EXERCISE TASKS:
1) In two sentences, summarize the PageData.to documentation.
2) Write the next part of the PageData.to documentation, picking up right after its final line.

PASSAGE TO READ:
## Start
Quick Start

Get started with PageData.to in under 5 minutes

You'll need an API key to get started. Sign up for a free account to get yours.

1. Get Your API Key

Sign up for a free account and grab your API key from the dashboard.

# Your API key will look like this:
pd_live_1234567890abcdef

2. Make Your First Request

Use our simple API to extract data from any webpage by specifying field names.

curl -X POST https://api.pagedata.to/v1/extract \
  -H "Content-Type: application/json" \
  -H "Authorization: Bearer YOUR_API_KEY" \
  -d '{
    "url": "https://example.com/product",
    "fields": "product_title, price, rating"
  }'

3. Get Your Data

Receive clean, structured JSON back instantly.

{
  "success": true,
  "data": {
    "product_title": "Sony WH-1000XM5 Wireless Headphones",
    "price": "$349.99",
    "rating": "4.7 out of 5 stars"
  }
}

Authentication

Secure your API requests with API keys

PageData.to uses API keys to authenticate requests. You can create and manage your API keys from your dashboard.

Using Your API Key

Include your API key in the Authorization header of every request using the Bearer authentication scheme.

Authorization: Bearer pd_live_1234567890abcdef

Important: Keep your API keys secure and never expose them in client-side code or public repositories. Use environment variables to store your keys.

API Key Format

API keys follow the format pd_live_ followed by a random string. Test mode keys use pd_test_ prefix.

API Reference

Complete reference for all PageData.to endpoints

POST/api/extract

Extract structured data from a webpage by specifying field names to extract.

Request Body

ParameterTypeRequiredDescription
urlstringYesThe URL of the webpage to extract data from. Must be a valid URL format.
fieldsstring | objectYesSimple mode: Comma-separated string (e.g., "title, price, description").
Advanced mode: Schema object defining complex structures with nested objects and arrays.
modestringNoEither simple (default) or advanced. Advanced mode requires fields to be a schema object.
extract_multiplebooleanNoSet to true to extract multiple items from a page (e.g., list of products). Default: false. Only applies to simple mode.
stealth_plusbooleanNoEnable enhanced stealth mode for difficult-to-scrape sites. Default: false.
output_formatstringNoOutput format: json (default) or csv. CSV format automatically downloads as a file.

Response

{
  "success": true,
  "data": {
    // Your extracted data as key-value pairs
    // Field names match what you specified in the request
    // All values are returned as strings (optional/nullable)
## End
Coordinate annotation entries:
## Start
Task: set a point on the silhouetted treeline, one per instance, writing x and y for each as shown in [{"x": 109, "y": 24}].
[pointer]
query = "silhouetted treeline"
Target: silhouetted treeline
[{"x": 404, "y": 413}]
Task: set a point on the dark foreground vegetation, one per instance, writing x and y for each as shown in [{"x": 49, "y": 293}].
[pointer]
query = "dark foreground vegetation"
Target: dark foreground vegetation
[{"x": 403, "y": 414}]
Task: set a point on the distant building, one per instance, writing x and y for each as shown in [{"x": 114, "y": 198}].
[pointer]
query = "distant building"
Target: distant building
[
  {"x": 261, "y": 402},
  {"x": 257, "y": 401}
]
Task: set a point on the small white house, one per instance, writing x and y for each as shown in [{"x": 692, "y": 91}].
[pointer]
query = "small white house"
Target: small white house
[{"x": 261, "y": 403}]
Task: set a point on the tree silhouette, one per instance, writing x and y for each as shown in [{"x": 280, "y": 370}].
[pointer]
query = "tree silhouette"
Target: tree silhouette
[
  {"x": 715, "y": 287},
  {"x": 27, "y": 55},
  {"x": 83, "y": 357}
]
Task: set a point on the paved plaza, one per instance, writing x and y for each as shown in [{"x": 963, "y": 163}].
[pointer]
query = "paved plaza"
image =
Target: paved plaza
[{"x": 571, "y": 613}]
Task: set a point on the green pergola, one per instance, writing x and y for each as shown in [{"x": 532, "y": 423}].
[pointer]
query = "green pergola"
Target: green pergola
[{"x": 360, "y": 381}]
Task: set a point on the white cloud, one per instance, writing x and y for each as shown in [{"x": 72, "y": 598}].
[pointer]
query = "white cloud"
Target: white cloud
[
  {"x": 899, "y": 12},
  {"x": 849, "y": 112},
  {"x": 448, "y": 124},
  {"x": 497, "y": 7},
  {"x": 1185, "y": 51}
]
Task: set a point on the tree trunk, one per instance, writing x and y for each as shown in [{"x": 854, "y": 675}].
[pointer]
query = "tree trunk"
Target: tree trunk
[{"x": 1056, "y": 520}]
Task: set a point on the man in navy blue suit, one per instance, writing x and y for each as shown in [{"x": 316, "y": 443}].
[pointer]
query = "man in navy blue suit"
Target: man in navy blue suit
## End
RESPONSES PER TASK:
1) The PageData.to documentation explains how to get an API key, send a POST request that names the fields to extract from a webpage, and receive clean, structured JSON back. It also covers authenticating every request with the API key in a Bearer Authorization header, keeping keys secure, and the request parameters and response of the extract endpoint.

2)
  }
}

Error Responses

400 Bad Request

Invalid request parameters

{ "error": "Missing required fields: url, fields" }
401 Unauthorized

Missing or invalid API key

{ "error": "Unauthorized", "code": "UNAUTHORIZED" }
403 Forbidden

Plan limit exceeded or quota exhausted

{ "error": "Monthly quota exceeded", "code": "PLAN_LIMIT_EXCEEDED", "details": { "currentUsage": 100, "limit": 100, "remaining": 0, "periodEnd": "2025-11-01T00:00:00.000Z" } }
429 Too Many Requests

Rate limit or concurrency limit exceeded

{ "error": "Rate limit exceeded", "code": "RATE_LIMIT_EXCEEDED" }
500 Internal Server Error

Scraping failed, extraction error, or other server-side issue

{ "error": "Extraction failed", "code": "INTERNAL_ERROR" }

Examples

Real-world examples showing different ways to use the API

Simple Field Extraction

Extract basic fields from a product page

curl -X POST https://api.pagedata.to/v1/extract \
  -H "Content-Type: application/json" \
  -H "Authorization: Bearer YOUR_API_KEY" \
  -d '{
    "url": "https://example.com/product",
    "fields": "title, price, description, rating"
  }'

Extract Multiple Items

Extract a list of products from a category page

{
  "url": "https://example.com/products",
  "fields": "product_name, price, availability",
  "extract_multiple": true
}

// Response:
{
  "success": true,
  "data": {
    "data": [
      {
        "product_name": "Product 1",
        "price": "$29.99",
        "availability": "In Stock"
      },
      {
        "product_name": "Product 2",
        "price": "$39.99",
        "availability": "Out of Stock"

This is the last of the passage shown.